A combination of archaeological evidence and stable isotope data suggest that these inland individuals from Peru and Colombia did not exploit or consume marine vertebrates, and therefore could not have contracted TB directly from infected seals. So how exactly did M. pinnipedii make it all the way to inland highland Colombia?
We don’t know for sure, but we can make an educated guess. TB strains show broad host tropism, meaning, they are rather promiscuous and can “jump” from one mammalian species to another with relative ease. Colombia has a wide variety of terrestrial mammals, so M. pinnipedii could have been brought inland via the animal life. Or in a more likely scenario, it could have been brought inland via human-to-human transmission facilitated by trade routes. Or perhaps a combination of both!
More research is necessary in order to shed light on these transmission pathways. But before thinking about future steps, it is worth reflecting on how we got here.
How was the existence of pre-contact TB in the Americas discovered in the first place?

§ Data excerpts:
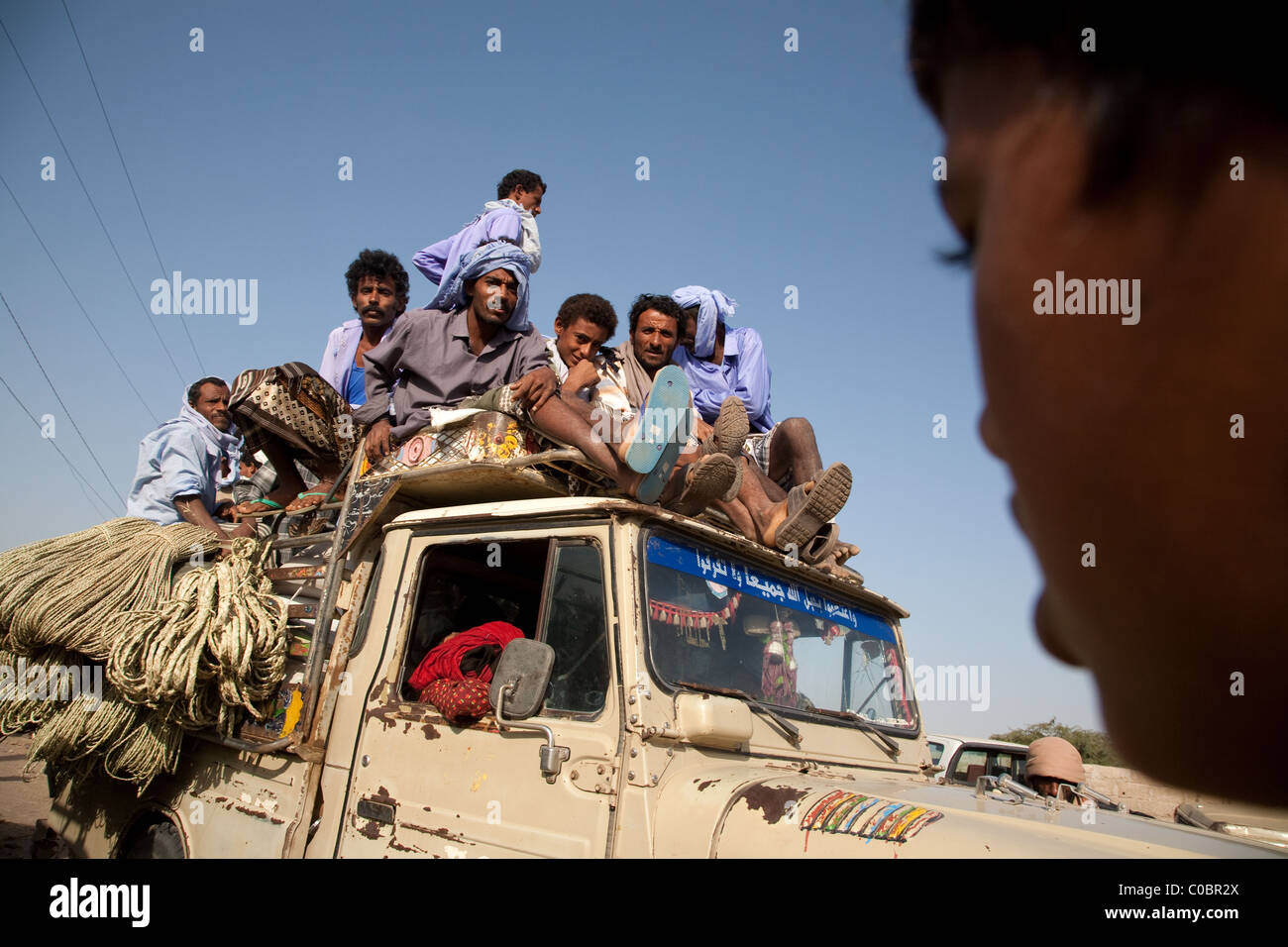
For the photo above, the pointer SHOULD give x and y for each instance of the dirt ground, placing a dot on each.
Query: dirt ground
(24, 805)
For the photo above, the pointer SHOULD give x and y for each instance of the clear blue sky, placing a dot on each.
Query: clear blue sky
(767, 169)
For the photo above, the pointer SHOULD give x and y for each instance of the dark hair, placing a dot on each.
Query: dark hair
(587, 305)
(519, 178)
(381, 265)
(661, 303)
(1157, 82)
(194, 388)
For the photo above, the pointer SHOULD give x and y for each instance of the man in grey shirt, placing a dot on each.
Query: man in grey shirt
(481, 352)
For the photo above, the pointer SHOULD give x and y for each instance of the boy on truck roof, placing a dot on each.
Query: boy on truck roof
(481, 352)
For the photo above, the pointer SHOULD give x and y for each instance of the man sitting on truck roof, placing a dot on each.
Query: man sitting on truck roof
(480, 352)
(593, 385)
(724, 364)
(513, 217)
(183, 463)
(656, 321)
(294, 414)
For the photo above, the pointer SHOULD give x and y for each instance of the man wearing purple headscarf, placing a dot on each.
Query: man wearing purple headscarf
(722, 361)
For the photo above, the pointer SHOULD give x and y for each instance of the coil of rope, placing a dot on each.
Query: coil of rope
(207, 654)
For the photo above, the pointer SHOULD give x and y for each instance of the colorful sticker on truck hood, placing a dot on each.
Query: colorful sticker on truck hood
(867, 817)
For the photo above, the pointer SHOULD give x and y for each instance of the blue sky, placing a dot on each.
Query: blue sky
(767, 169)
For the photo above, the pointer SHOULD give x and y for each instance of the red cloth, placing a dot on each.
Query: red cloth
(445, 661)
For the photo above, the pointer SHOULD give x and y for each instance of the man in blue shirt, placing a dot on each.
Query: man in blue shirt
(720, 361)
(184, 462)
(377, 289)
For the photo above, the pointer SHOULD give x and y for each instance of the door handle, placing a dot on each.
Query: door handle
(376, 810)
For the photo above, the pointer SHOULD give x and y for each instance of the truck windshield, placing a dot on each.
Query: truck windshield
(717, 621)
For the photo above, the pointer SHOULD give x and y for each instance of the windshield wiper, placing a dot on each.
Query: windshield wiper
(863, 724)
(790, 731)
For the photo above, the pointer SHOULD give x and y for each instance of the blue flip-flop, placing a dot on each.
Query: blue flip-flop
(655, 480)
(662, 421)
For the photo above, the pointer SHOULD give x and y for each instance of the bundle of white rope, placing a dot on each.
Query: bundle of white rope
(202, 655)
(59, 590)
(215, 647)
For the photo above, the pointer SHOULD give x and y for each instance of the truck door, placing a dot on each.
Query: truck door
(421, 787)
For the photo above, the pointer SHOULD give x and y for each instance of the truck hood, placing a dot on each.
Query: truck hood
(719, 812)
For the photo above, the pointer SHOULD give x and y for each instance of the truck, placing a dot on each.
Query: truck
(679, 692)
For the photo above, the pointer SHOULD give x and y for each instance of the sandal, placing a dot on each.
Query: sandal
(270, 506)
(730, 429)
(704, 480)
(661, 423)
(807, 512)
(728, 436)
(296, 506)
(820, 545)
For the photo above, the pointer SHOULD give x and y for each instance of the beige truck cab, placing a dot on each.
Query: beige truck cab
(679, 692)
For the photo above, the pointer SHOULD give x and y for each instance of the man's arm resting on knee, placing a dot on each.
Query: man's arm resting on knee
(380, 440)
(535, 388)
(194, 512)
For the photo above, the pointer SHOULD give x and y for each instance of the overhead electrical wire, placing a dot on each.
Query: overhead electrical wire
(80, 478)
(128, 178)
(59, 398)
(80, 305)
(147, 313)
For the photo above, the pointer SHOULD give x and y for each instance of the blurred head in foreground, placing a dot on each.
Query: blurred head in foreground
(1120, 176)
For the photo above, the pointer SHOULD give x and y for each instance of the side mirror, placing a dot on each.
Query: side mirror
(520, 678)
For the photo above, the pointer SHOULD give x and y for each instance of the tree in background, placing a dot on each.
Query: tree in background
(1093, 745)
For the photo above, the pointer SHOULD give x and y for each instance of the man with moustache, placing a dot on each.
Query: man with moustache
(481, 352)
(184, 462)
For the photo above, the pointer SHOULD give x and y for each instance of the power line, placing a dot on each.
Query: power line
(147, 313)
(80, 476)
(128, 178)
(60, 403)
(84, 311)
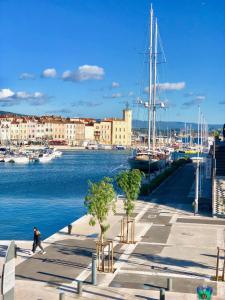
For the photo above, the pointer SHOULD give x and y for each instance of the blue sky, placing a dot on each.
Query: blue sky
(87, 57)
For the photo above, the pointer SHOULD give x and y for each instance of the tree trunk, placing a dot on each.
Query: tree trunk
(127, 228)
(102, 234)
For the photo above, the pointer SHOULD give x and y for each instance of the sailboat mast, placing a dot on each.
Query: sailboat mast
(154, 89)
(150, 80)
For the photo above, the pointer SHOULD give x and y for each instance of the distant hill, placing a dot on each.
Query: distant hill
(8, 113)
(164, 125)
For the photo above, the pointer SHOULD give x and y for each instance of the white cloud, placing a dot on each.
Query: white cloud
(196, 101)
(25, 76)
(5, 94)
(168, 86)
(8, 97)
(222, 102)
(49, 73)
(113, 96)
(115, 84)
(85, 72)
(200, 97)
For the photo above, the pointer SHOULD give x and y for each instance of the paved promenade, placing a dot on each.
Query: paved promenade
(170, 243)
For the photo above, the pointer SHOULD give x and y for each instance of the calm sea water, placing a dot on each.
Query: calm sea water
(51, 195)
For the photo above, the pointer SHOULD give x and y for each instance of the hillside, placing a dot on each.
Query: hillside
(164, 125)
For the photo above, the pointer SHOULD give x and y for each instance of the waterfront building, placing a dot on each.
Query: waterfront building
(89, 132)
(58, 129)
(5, 132)
(122, 129)
(79, 133)
(72, 131)
(103, 132)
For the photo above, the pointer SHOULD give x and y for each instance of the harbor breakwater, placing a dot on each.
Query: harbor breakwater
(51, 195)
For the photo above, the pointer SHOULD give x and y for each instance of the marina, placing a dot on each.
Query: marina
(51, 195)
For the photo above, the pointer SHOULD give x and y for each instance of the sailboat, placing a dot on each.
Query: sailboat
(151, 159)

§ Assigned task A: Based on the passage on tuberculosis in the Americas, say whether each statement agrees with it: (i) The inland individuals from Peru and Colombia ate marine vertebrates. (ii) TB strains can pass between mammalian species fairly easily. (iii) Carriage inland by animal life is presented as the more likely scenario. For each, answer yes or no and quote the words of the passage that decide it.
§ Assigned task B: Pick up the passage on tuberculosis in the Americas after its last sentence and continue it.

§ Task result A:
(i) No: "did not exploit or consume marine vertebrates"
(ii) Yes: "from one mammalian species to another with relative ease"
(iii) No: "Or in a more likely scenario, it could have been brought inland via human-to-human transmission facilitated by trade routes."

§ Task result B:
TB generally affects the lungs, however, in a minority of cases it can spread to the skeleton, eroding the lower spine and causing it to collapse. Since the 19th century, medical doctors and anthropologists had identified TB-like lesions in ancient human bones from the Americas. In 1973, paleopathologist Marvin Allison used an interdisciplinary approach, which combined observations of disease-altered bones with radiography and other contemporary biomedical approaches. He identified acid-fast bacteria, likely to be the TB pathogen, from the organs of a mummified Andean child from Peru dating to approximately 700 CE. This provided early biomedical evidence of pre-contact TB from coastal Peru. Recognizing the rich potential of Andean mummies and other human remains for advancing knowledge of ancient TB, Buikstra subsequently initiated field research to excavate and identify TB in a series of ancient peoples from coastal sites along the Osmore River valley of southern Peru. This led to the biomolecular studies described previously and a subsequent focus on skeletal identification of TB in non-coastal locations, such as the site of M6-Estuquiña in the Osmore River valley of Peru and the highland regions of Colombia, as well as in North America where TB cases start appearing much later around 900 CE.
Future plans for ancient TB research
We hope that future ancient DNA research focusing on the recovery of TB genomes from animal remains from the Americas will help answer some questions about the transmission of these ancient TB strains. Perhaps we will find that animals domesticated by ancient South American peoples, such as guinea pigs or llamas, acted as reservoirs for the disease by maintaining the pathogen and passing it on to humans. But diagnosing TB in animal skeletal remains is difficult and genetically screening animal skeletal collections for ancient TB DNA requires a heavy investment of time, money, and effort.
Additionally, the recovery of M. pinnipedii genomes from pre-contact era North American human populations will provide a more complete picture of its geographical dispersal. On the other hand, we may find that an entirely different TB variant was present in this region! This is an exciting time for ancient TB research and we look forward to finding new pieces that help solve this important evolutionary puzzle.